Pull out each line below that contains the string "house" and copy it unchanged. Case counts.

---

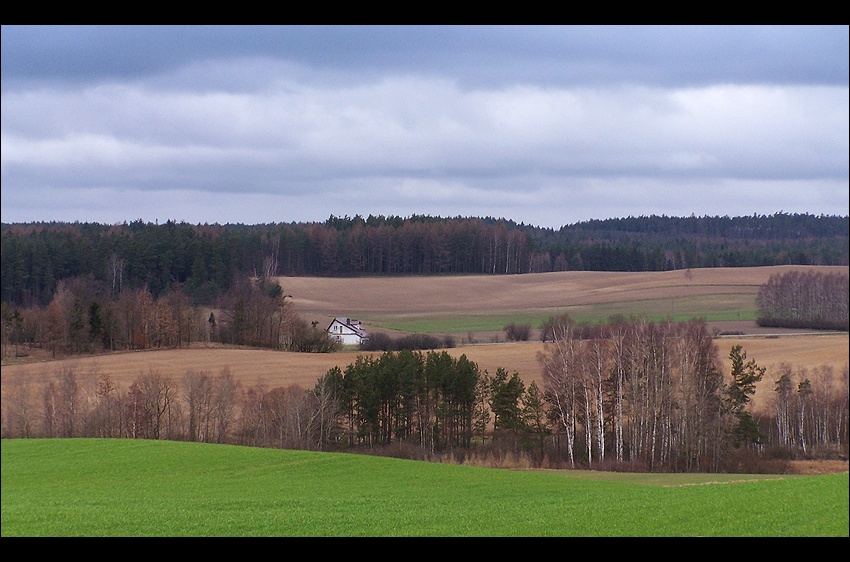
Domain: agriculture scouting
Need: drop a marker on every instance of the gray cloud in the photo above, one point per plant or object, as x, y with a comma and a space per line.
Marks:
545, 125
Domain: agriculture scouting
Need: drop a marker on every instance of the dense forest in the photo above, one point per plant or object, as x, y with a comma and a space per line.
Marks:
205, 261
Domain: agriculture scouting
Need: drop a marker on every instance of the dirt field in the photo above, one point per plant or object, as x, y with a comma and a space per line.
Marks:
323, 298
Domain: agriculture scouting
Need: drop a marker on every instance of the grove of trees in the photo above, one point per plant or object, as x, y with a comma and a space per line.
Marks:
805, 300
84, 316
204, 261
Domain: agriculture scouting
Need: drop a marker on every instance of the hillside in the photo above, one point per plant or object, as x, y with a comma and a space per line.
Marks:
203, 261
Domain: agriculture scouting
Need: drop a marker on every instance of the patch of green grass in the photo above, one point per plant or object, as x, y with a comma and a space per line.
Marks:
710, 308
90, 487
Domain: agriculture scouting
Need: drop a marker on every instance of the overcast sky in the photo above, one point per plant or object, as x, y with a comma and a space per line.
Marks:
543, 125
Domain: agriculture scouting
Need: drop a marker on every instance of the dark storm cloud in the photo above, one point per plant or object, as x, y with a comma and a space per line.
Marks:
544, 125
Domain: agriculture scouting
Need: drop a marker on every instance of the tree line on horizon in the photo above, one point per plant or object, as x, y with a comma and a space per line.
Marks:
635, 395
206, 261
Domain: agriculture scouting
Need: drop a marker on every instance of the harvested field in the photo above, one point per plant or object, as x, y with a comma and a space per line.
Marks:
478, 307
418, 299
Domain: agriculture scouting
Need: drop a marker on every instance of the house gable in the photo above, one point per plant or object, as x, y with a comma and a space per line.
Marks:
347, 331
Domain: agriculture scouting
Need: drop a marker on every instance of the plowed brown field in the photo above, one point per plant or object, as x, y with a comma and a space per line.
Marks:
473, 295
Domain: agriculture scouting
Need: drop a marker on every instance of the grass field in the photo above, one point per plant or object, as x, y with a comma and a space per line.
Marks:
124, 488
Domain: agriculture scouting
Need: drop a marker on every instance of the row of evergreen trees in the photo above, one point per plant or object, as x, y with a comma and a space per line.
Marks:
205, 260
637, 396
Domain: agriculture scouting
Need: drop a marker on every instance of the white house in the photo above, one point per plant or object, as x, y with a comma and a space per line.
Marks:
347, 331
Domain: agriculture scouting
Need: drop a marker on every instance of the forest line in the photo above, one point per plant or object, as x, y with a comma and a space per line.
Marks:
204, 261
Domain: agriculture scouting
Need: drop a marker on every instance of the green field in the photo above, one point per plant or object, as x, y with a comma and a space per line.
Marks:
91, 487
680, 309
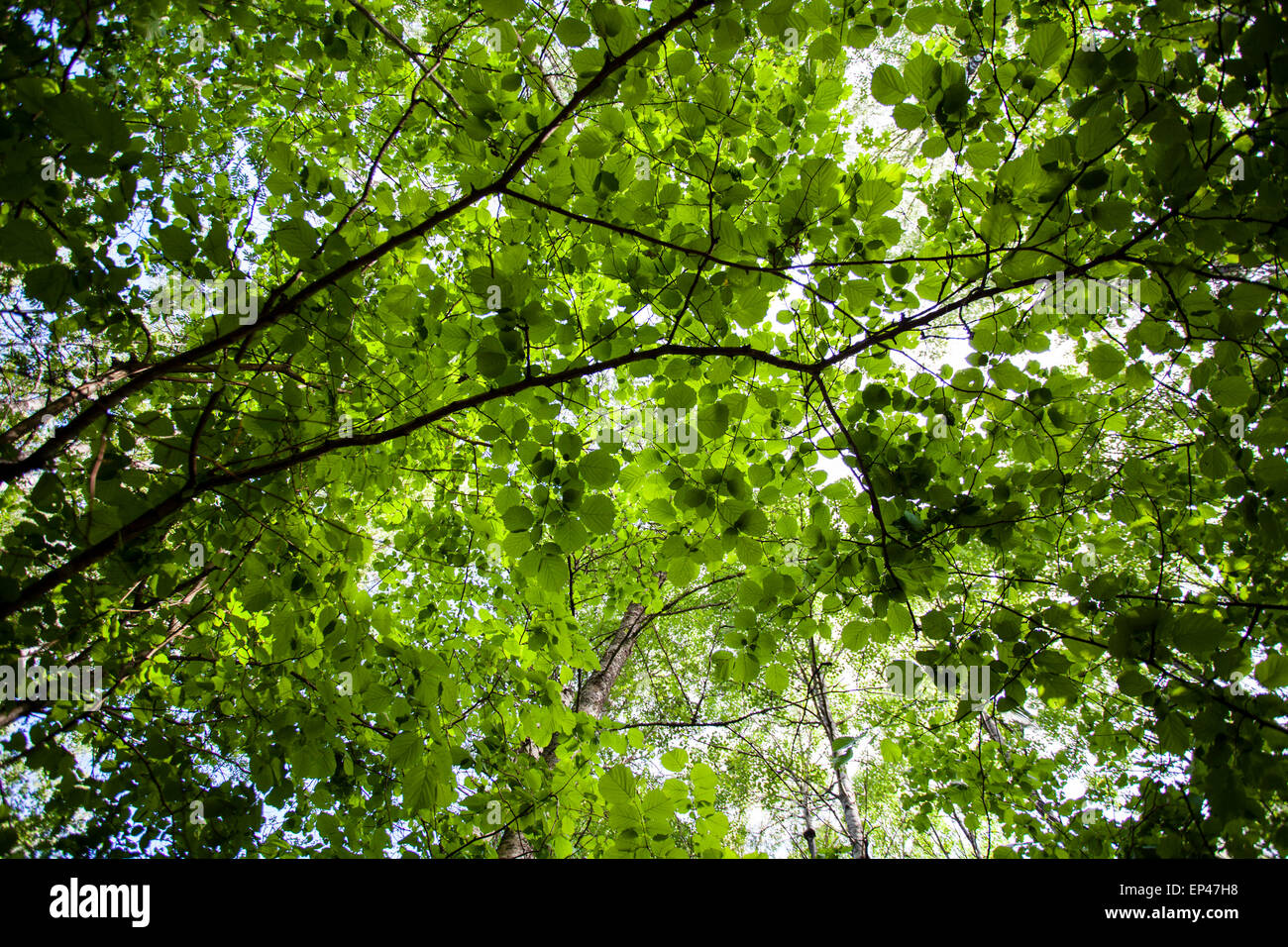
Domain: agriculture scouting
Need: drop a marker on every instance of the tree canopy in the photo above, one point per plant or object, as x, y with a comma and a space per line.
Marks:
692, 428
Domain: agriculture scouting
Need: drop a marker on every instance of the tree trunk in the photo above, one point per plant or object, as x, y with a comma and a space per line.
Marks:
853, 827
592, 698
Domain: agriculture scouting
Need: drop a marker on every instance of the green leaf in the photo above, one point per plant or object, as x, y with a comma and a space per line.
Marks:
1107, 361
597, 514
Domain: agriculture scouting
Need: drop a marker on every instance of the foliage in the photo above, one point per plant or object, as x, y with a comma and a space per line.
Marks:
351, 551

---

RESULT FOR THIS TASK ->
Need: drop a marker on every instance of the house gable in the photo above, one point per plant or object, as x, y with a comma and a space per line.
Need: drop a marker on every instance of the white house in the photo above, one point per plant or object, as x, y with a comma and a space per line.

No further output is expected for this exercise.